(Labeled-object pointing entries)
::::

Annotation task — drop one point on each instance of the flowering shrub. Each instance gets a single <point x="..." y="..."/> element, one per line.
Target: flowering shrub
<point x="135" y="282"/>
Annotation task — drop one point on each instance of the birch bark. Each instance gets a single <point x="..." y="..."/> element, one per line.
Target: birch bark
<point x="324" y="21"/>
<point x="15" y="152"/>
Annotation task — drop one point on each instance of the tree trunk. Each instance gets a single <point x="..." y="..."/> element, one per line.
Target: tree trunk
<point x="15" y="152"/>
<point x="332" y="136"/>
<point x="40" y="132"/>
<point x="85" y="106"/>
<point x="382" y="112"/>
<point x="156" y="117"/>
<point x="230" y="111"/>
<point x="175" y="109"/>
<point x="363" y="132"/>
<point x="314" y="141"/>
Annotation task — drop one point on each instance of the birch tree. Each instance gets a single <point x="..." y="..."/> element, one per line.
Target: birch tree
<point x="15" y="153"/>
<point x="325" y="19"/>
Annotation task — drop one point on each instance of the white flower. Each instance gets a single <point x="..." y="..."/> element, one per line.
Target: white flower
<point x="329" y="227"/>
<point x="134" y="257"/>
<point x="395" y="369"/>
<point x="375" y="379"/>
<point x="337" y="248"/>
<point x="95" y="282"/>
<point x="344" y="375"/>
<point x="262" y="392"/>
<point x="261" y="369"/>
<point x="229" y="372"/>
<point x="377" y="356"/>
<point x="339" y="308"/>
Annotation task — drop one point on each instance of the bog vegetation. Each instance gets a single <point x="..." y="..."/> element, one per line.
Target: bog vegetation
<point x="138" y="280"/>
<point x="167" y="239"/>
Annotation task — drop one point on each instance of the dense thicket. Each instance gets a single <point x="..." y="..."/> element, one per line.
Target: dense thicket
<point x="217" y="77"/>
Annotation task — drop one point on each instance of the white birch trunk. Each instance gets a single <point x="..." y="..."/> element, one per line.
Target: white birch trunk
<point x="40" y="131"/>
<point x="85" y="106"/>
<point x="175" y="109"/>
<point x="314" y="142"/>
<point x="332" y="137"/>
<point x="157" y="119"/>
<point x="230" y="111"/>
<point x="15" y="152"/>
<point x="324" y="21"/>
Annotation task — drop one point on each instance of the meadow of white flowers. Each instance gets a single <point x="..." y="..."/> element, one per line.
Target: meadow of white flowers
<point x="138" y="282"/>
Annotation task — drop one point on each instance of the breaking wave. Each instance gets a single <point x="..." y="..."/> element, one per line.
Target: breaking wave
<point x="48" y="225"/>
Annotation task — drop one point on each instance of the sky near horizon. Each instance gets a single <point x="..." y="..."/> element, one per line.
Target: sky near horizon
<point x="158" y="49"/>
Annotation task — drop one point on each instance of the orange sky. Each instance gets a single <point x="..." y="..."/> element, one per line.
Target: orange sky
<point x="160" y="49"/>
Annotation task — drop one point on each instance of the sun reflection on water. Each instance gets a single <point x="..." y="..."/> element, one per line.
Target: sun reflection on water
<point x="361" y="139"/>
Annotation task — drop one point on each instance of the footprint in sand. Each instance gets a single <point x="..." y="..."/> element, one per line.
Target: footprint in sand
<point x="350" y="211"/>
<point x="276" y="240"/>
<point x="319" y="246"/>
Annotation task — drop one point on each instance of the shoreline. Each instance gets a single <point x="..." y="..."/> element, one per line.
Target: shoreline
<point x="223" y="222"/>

::::

Task statement:
Starting with the line that contains "of the meadow", print each line through the last one in the listing. Include both end lines and add nothing.

Worked answer:
Annotation task — drop one point on each instance of the meadow of white flowers. Each instance gets a single <point x="..." y="..."/> element, one per line.
Target: meadow of white flowers
<point x="138" y="282"/>
Annotation task — drop one point on each instance of the breaking wave. Each instance gets a single <point x="..." y="..."/> element, one per line.
Target: breaking wave
<point x="48" y="225"/>
Annotation task — drop one point on each instance of the sky near horizon. Each instance gets a single <point x="..." y="..."/> element, one per line.
Target: sky near horizon
<point x="158" y="49"/>
Annotation task — drop one point on each instance of the orange sky. Each instance gets a single <point x="..." y="..."/> element, one per line.
Target: orange sky
<point x="160" y="49"/>
Annotation task — drop one point on each instance of the sun reflection on water. Each instance gets a single <point x="..." y="..."/> element, one per line.
Target: sun reflection on water
<point x="361" y="139"/>
Annotation task — drop one point on each instance of the footprint in sand. Each instance gets a single <point x="..." y="..."/> element, one per line.
Target: footprint in sand
<point x="350" y="211"/>
<point x="276" y="240"/>
<point x="319" y="246"/>
Annotation task — drop one point on each instance of the shoreline. Each instance gets a single <point x="..." y="..."/> element, one per line.
Target: shoreline
<point x="223" y="222"/>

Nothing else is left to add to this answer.